Given passage —
====================

Review: ‘I And You’ at Marin Theatre Company (****)

(Charles Kruger)

(Rating: ****)

This reviewer is a voting associate member of the San Francisco Bay Area Theatre Critics Circle (SFBATCC)
This reviewer is a voting associate member of the San Francisco Bay Area Theatre Critics Circle (SFBATCC)

(“I And You” plays at Marin Theatre Company from October 10 through November 3, 2013).

“Up-and-coming San Francisco playwright Lauren Gunderson” is poised to become known as “significant American playwright Lauren Gunderson” as her reputation is exploding with a feature article in this month’s American Theatre Magazine and multiple major Bay area premieres of new work. She deserves all the attention, and with “I And You” she makes the transition from “promising new playwright” to “significant new playwright” with great grace. “I And You” is a wonderful play!

The premise of this two-character piece is elegantly simple: a sick teenager (Caroline, played by Jessica Lynn Carroll), unable to attend school, is visited by an unfamiliar classmate (Anthony, played by Devion McArthur) who has been assigned to work with her on a project of a class presentation about Walt Whitman’s “Leaves of Grass”. Together, she and the young man explore the text and, in the process, discover both Whitman and one another (although the play never moves into the realm of explicit sex). The drama is heightened by Caroline’s life-threatening illness and Anthony’s intense desire to make an emotional connection. The pressure is further increased when Anthony reveals they have only one night to complete the assignment. Caroline feels driven to compensate for her illness with a perfect academic record, and Gunderson’s carefully crafted script makes us identify with that need to excel.

Devion McArthur and Jessica Lynn Carroll in the world premiere production of Lauren Gunderson's "I and You" at Marin Theatre Company. Photo credit: Ed Smith.
Devion McArthur and Jessica Lynn Carroll in the world premiere production of Lauren Gunderson’s “I and You” at Marin Theatre Company. Photo credit: Ed Smith.

====================

Work request —
Quote the review word for word, starting with "(Rating: ****)" and going on through "November 3, 2013).".

====================

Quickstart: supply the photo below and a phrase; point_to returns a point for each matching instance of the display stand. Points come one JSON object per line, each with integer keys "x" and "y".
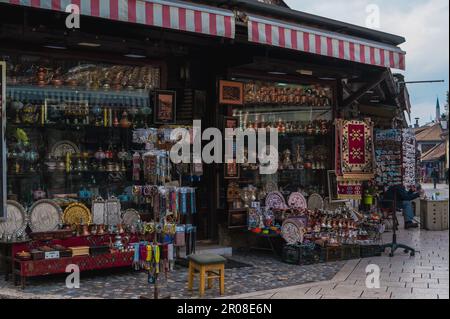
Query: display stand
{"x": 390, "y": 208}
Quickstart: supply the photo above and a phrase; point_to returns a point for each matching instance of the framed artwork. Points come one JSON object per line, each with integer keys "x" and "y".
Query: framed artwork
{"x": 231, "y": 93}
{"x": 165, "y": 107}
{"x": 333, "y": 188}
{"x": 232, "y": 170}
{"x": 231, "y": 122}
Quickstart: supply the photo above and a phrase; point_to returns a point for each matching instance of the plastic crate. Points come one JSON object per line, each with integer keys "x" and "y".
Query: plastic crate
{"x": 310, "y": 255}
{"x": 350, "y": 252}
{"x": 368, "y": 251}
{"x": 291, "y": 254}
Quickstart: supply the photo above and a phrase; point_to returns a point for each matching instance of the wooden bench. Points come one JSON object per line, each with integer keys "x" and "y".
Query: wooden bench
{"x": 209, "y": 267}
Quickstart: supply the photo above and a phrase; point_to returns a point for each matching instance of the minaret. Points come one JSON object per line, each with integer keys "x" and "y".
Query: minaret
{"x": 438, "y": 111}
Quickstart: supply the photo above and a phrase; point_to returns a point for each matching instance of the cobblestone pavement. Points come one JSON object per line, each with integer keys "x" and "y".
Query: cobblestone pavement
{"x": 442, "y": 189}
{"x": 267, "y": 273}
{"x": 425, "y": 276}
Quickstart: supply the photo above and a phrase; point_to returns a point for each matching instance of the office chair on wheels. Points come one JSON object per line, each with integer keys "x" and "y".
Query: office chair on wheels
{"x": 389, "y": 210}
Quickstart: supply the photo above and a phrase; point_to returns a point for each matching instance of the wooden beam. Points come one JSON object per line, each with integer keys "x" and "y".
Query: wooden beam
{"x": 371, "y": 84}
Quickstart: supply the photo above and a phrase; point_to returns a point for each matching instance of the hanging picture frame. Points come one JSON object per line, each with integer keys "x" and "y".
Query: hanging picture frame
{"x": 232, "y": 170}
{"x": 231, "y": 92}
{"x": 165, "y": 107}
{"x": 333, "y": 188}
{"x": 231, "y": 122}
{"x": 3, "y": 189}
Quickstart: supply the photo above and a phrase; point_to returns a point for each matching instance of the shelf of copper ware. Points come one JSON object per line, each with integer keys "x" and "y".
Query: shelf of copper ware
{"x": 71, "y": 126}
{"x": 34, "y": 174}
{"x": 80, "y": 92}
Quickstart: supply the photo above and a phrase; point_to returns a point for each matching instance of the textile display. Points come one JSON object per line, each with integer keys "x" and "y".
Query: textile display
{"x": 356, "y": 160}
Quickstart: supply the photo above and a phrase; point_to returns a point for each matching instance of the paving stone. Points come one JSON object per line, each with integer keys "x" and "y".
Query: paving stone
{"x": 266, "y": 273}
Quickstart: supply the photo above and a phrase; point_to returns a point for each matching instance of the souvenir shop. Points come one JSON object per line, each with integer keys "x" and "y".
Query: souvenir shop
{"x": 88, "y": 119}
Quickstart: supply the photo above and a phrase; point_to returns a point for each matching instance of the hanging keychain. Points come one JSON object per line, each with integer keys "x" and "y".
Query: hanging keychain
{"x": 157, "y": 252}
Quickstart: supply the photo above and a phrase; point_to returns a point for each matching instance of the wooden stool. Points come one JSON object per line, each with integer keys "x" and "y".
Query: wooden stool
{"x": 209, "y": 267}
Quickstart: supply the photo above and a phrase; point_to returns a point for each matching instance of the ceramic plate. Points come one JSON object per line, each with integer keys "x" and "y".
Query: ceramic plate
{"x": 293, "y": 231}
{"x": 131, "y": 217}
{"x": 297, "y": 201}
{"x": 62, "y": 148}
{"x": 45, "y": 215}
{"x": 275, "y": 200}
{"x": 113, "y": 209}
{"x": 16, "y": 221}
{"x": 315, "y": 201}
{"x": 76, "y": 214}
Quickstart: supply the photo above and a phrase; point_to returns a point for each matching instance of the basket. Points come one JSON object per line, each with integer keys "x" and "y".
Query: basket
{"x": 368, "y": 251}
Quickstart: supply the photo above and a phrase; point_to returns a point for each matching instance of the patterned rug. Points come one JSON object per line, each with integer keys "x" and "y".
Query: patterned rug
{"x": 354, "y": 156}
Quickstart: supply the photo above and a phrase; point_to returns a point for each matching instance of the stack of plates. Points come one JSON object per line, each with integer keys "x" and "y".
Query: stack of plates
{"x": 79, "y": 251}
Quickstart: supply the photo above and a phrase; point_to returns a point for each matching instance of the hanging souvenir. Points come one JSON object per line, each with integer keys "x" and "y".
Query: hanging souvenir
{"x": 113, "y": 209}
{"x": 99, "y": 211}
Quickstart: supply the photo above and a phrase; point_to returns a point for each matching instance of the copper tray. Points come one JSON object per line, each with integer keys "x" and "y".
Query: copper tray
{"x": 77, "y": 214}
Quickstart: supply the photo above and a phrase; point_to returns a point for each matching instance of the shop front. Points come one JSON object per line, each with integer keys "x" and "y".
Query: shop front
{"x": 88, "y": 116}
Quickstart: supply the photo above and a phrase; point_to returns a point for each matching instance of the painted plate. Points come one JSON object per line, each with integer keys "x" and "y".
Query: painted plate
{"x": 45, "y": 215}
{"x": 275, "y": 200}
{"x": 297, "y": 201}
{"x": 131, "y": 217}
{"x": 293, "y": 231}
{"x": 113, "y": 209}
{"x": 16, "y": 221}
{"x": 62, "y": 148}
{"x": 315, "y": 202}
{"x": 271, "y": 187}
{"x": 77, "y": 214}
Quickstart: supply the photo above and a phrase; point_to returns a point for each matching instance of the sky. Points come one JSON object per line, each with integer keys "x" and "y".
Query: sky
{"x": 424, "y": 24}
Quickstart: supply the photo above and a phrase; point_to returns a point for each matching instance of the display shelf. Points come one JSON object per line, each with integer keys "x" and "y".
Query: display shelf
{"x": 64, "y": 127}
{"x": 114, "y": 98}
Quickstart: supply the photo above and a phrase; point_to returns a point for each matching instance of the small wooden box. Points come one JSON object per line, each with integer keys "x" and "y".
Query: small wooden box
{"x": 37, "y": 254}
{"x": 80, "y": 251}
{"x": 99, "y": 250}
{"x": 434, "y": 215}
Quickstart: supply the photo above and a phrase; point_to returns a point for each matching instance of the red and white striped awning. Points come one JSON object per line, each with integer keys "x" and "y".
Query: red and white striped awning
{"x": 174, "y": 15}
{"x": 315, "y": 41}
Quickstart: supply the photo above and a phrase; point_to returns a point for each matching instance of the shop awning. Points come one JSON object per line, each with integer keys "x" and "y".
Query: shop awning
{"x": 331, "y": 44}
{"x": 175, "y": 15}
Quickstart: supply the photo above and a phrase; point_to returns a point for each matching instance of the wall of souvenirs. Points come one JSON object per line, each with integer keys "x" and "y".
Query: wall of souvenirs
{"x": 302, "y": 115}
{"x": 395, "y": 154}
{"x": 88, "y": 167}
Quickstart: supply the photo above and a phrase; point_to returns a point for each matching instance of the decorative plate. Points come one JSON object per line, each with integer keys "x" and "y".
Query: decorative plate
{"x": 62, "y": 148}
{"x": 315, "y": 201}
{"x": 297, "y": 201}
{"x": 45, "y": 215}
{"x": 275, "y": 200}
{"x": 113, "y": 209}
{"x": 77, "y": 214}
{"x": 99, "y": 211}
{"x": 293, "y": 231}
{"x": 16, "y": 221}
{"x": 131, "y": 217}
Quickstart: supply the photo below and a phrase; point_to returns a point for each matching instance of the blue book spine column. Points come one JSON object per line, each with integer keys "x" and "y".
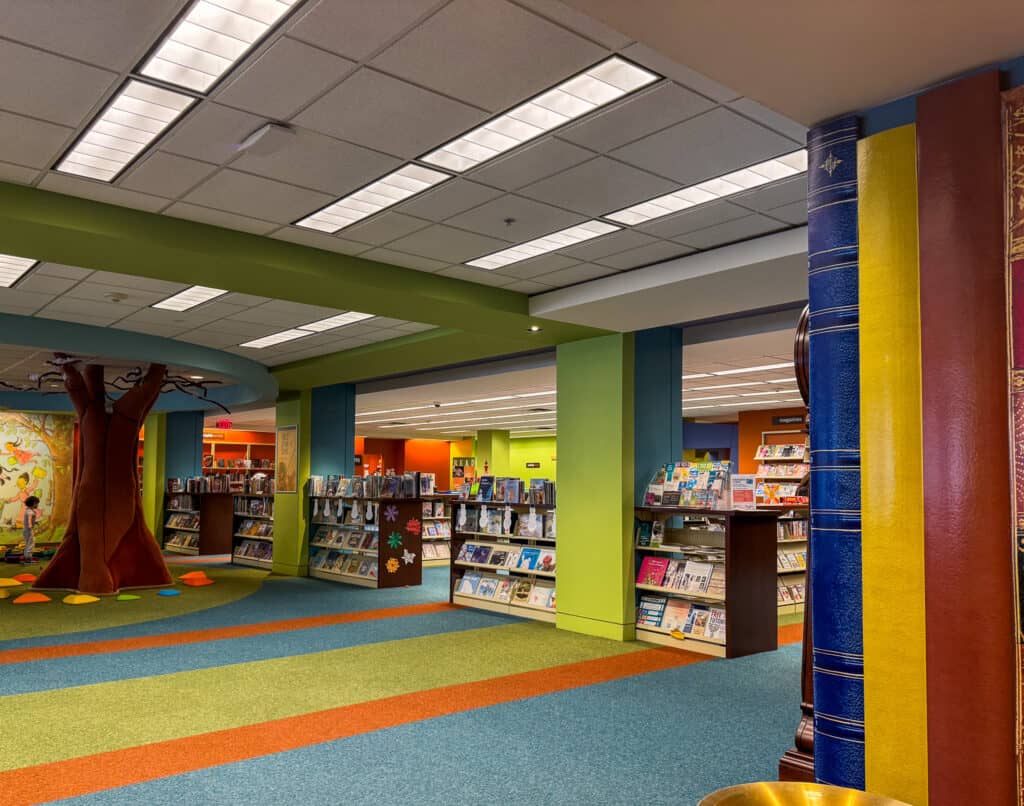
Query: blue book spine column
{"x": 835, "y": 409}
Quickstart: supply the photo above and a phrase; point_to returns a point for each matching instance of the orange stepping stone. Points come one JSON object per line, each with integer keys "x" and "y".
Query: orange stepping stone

====================

Response for this exercise —
(Rating: ****)

This reviewer is a voting associate member of the San Francisco Bay Area Theatre Critics Circle (SFBATCC)
This reviewer is a voting associate member of the San Francisco Bay Area Theatre Critics Circle (SFBATCC)

(“I And You” plays at Marin Theatre Company from October 10 through November 3, 2013).